Material shown:
'''
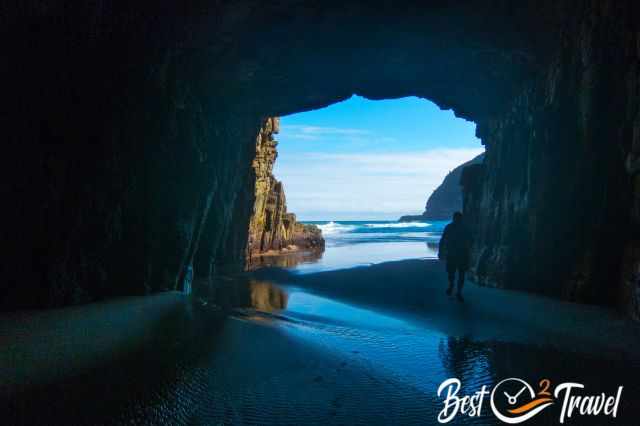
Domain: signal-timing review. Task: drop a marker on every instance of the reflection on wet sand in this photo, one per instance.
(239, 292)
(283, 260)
'''
'''
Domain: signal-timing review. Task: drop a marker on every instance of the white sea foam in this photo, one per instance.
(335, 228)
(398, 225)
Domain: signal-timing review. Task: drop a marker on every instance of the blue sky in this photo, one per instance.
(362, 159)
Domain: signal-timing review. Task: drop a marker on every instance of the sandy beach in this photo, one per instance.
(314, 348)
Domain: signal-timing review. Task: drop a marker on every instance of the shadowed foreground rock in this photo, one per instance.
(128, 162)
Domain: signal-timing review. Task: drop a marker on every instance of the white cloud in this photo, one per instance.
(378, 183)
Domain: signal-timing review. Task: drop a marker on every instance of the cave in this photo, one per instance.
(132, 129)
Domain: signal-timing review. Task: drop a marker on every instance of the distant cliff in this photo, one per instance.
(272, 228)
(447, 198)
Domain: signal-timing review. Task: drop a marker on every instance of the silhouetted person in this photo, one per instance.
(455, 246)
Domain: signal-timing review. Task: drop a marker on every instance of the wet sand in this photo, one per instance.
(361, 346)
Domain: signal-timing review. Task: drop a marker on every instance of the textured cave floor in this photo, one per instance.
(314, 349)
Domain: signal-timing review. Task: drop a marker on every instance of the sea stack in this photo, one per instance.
'''
'''
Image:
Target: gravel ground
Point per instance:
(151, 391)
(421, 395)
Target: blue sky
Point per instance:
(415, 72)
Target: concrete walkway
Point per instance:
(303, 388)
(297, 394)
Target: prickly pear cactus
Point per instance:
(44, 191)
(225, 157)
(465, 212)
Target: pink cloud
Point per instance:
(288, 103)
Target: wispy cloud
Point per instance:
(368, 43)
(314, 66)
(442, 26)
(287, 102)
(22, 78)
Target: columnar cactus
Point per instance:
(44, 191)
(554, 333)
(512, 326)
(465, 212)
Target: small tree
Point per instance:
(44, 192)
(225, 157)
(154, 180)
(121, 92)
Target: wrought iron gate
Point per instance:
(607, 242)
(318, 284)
'''
Your assignment:
Each line that holds the string "cactus" is to be copied from the entries above.

Task output:
Target: prickly pear cactus
Target: columnar cactus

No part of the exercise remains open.